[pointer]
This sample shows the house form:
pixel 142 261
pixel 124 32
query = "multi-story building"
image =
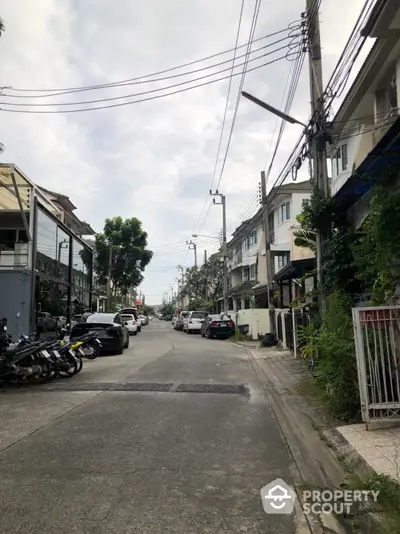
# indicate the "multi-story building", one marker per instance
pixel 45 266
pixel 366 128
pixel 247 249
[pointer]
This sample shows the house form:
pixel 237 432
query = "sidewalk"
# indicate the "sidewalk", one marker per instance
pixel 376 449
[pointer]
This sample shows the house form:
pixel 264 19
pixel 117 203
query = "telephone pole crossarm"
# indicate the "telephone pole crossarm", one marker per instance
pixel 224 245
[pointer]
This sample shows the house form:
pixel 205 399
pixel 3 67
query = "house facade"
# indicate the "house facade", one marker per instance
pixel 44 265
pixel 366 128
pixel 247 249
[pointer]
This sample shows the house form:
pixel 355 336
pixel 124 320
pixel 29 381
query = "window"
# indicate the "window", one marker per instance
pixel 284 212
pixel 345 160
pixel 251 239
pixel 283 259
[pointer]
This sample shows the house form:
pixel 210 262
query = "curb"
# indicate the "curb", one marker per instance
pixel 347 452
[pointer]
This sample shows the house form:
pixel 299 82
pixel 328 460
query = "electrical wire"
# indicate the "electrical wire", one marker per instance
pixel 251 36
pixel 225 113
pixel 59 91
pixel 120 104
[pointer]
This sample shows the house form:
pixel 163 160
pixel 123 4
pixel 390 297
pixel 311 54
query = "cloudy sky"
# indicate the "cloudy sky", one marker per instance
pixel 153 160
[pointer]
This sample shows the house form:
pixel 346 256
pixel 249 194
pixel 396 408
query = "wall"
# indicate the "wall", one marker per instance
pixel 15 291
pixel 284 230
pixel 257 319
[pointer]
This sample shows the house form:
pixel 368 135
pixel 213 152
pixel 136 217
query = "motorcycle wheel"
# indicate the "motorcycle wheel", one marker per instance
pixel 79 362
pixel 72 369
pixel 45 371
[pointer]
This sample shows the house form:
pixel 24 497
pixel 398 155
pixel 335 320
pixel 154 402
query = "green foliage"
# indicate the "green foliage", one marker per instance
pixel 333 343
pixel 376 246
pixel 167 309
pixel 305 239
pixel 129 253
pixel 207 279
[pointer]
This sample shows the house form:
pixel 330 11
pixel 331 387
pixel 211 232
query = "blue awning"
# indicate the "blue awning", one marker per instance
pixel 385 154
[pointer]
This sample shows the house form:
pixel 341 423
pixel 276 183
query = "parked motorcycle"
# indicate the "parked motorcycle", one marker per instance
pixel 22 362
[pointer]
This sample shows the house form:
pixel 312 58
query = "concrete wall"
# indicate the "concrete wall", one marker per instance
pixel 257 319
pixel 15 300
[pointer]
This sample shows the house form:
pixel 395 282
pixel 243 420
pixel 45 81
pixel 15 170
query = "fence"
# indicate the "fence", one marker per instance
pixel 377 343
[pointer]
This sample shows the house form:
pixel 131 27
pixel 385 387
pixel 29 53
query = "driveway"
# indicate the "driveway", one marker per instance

* _OBJECTIVE_: Transcribe every line in the entries above, taking out only the images.

* _SOLVED PROBLEM_:
[pointer]
This sample shows the house form:
pixel 142 261
pixel 124 32
query = "multi-story building"
image =
# indicate the "multi-story building", one marker per instance
pixel 45 266
pixel 366 128
pixel 247 249
[pointer]
This sample shows the house form:
pixel 237 432
query = "sidewalk"
# indicate the "sidewalk", one marker per instance
pixel 376 449
[pointer]
This sample shows the house form:
pixel 264 19
pixel 117 203
query = "telephone pole crossarm"
# indicate the "telephone pole crossarm", one marker per instance
pixel 224 245
[pointer]
This sample shows the house form:
pixel 205 399
pixel 3 67
query = "house facade"
# indicate the "house facade", one marker per instance
pixel 44 265
pixel 366 128
pixel 247 249
[pointer]
This sample shows the house form:
pixel 355 336
pixel 124 320
pixel 29 381
query = "window"
# indicate the "window", one marker per instance
pixel 284 212
pixel 345 160
pixel 251 239
pixel 283 259
[pointer]
This sample shows the house form:
pixel 210 262
query = "curb"
# indicate the "curb", one marker per instance
pixel 347 452
[pointer]
This sample shows the house form:
pixel 299 82
pixel 328 460
query = "electrical wire"
# indicate the "electrical wire", one marker per instance
pixel 251 36
pixel 225 113
pixel 59 91
pixel 120 104
[pointer]
This sample shows the house form:
pixel 163 160
pixel 123 4
pixel 390 297
pixel 311 54
query = "cloudy sky"
# indicate the "cloudy sky", one marker per instance
pixel 153 160
[pointer]
This sample shows the house form:
pixel 346 256
pixel 249 194
pixel 396 408
query = "wall"
# indicate the "wall", one marker per instance
pixel 15 291
pixel 284 230
pixel 257 319
[pointer]
This sample shows the house form:
pixel 368 135
pixel 213 152
pixel 136 217
query = "motorcycle wheel"
# indicate the "motorcycle wheel", one marker per instance
pixel 79 362
pixel 72 369
pixel 45 371
[pointer]
This sample shows the house form:
pixel 24 497
pixel 398 155
pixel 335 320
pixel 154 402
query = "green foliage"
# indicate the "green foliage", one marker per instance
pixel 333 343
pixel 376 246
pixel 167 309
pixel 305 239
pixel 129 253
pixel 207 279
[pointer]
This sample shows the house form:
pixel 330 11
pixel 331 387
pixel 211 232
query = "blue awning"
# indicate the "blue awning", one marker per instance
pixel 385 154
[pointer]
This sample shows the house form:
pixel 341 423
pixel 276 183
query = "parked motorcycle"
# indicate the "parked motorcycle", one marker per instance
pixel 22 362
[pointer]
This sample shows the house form:
pixel 312 58
query = "concrete wall"
# indicate the "concrete wall", one marker per instance
pixel 257 319
pixel 15 300
[pointer]
This sample shows the house form:
pixel 395 282
pixel 243 420
pixel 45 81
pixel 15 170
query = "fence"
# indicate the "fence", one marker per instance
pixel 377 343
[pointer]
This sample shows the house form:
pixel 131 27
pixel 385 387
pixel 29 53
query = "driveway"
# indicate the "driveway", one marker per instance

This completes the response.